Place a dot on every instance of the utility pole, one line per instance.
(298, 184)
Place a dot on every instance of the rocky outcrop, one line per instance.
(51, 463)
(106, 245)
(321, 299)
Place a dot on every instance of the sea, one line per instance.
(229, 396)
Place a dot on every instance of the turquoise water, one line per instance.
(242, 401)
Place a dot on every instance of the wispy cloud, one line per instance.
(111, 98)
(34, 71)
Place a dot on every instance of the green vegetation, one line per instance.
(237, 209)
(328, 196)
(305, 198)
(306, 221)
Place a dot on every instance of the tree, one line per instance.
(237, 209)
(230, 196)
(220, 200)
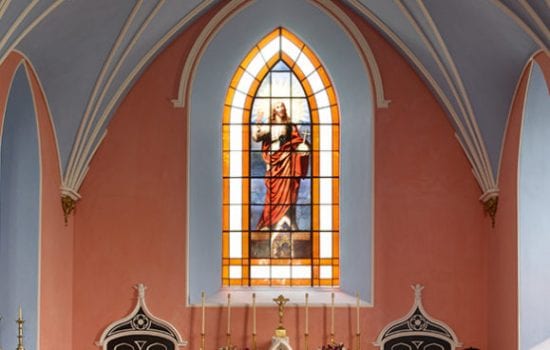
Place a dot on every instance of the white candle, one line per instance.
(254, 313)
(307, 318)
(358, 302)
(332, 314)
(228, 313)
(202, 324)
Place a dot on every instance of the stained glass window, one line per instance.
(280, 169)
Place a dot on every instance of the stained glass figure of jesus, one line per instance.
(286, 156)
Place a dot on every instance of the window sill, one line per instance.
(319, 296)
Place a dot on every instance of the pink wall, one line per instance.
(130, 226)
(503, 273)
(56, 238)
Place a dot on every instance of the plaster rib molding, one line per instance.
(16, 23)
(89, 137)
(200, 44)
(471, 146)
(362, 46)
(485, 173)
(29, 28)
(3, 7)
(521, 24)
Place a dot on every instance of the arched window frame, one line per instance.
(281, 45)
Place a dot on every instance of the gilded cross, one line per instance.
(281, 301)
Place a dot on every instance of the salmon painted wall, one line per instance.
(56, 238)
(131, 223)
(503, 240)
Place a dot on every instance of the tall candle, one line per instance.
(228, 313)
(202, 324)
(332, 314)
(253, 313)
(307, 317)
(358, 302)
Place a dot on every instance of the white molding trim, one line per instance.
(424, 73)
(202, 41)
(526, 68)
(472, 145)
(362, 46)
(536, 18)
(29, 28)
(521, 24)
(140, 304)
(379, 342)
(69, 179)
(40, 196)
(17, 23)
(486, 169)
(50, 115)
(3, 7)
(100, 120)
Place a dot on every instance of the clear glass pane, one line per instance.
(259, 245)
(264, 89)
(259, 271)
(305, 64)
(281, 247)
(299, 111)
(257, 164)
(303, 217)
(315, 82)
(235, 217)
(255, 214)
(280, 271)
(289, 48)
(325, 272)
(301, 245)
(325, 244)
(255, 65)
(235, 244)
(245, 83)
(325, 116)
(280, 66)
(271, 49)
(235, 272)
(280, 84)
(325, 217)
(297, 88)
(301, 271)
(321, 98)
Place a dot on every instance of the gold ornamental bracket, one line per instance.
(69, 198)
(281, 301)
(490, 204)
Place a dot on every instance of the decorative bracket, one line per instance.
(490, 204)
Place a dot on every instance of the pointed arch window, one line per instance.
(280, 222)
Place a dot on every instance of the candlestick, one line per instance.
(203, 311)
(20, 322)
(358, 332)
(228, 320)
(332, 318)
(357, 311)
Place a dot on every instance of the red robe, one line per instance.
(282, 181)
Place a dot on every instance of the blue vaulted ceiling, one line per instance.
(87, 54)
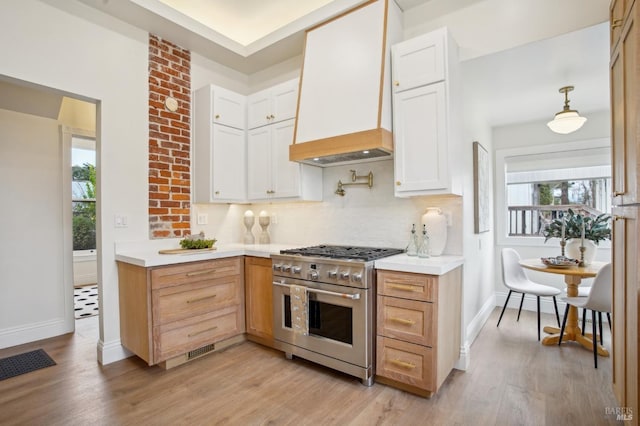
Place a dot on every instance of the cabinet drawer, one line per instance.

◆ ◆ ◆

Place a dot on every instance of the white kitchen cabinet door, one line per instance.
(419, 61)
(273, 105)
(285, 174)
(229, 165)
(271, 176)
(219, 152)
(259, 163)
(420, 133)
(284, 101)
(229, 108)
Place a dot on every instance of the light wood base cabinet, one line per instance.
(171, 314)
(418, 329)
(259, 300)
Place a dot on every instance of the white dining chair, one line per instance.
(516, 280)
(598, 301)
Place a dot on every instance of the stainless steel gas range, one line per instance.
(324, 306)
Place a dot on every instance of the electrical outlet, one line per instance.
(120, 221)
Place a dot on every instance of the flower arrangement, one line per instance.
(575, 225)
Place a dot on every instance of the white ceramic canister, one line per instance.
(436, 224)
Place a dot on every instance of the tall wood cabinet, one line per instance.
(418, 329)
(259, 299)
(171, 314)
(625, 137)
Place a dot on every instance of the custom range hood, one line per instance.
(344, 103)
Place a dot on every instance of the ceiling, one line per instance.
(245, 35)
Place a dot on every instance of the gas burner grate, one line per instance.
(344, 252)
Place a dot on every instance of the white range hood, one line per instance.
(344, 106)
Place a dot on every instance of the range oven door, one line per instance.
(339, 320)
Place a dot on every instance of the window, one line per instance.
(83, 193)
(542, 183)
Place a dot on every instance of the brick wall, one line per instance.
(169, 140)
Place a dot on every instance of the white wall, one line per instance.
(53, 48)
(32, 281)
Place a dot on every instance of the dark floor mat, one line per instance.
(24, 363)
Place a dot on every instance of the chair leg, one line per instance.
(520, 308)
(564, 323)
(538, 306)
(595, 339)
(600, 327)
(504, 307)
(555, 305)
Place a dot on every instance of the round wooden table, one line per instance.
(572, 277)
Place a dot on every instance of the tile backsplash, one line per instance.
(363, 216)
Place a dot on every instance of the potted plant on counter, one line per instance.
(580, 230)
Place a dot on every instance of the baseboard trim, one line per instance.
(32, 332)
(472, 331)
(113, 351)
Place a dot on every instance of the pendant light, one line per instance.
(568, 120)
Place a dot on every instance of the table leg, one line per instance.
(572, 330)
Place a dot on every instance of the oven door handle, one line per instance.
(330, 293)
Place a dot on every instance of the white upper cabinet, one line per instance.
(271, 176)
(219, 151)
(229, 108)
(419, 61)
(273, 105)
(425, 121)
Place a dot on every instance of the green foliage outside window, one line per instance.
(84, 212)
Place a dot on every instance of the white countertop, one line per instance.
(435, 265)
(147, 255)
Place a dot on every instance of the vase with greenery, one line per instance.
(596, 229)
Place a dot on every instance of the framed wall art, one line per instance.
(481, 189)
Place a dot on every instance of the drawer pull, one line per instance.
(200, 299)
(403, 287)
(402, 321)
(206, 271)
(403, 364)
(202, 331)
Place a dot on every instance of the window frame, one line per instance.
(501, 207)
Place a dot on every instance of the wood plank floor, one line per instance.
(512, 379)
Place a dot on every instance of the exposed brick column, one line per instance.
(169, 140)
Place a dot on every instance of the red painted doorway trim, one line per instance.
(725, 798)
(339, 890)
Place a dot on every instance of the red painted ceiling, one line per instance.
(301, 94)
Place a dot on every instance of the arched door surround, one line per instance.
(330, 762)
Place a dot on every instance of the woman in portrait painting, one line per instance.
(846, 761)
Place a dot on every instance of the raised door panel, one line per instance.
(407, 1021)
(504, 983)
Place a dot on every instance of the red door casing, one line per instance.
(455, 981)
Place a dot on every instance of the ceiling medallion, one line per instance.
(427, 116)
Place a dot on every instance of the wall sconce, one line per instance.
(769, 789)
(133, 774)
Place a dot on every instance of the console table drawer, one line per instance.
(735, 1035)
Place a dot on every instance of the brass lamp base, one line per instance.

◆ ◆ ◆

▸ **Task goal**:
All that belongs in your answer is the stretch of entries above from the line with "Place a dot on every instance of the arched door" through the line with "Place a dot on every instance of the brass", printed exactly.

▸ **Exercise output**:
Place a dot on every instance of the arched door surround, one line per instance.
(330, 762)
Place a dot on every instance of the woman in portrait painting, one line per instance.
(846, 761)
Place a dot on every instance of the raised door panel, one line per instance.
(407, 1021)
(504, 983)
Place a dot on every instance of the red door casing, one line per instance.
(455, 981)
Place a dot on every instance of the ceiling medallion, one line per instance.
(427, 116)
Place a dot on every instance of the wall sconce, one line per instance.
(769, 789)
(133, 774)
Place a dot on every instance of the console table drawer, one line per instance.
(735, 1035)
Place a dot on every instance of the brass lamp base, one line per instance.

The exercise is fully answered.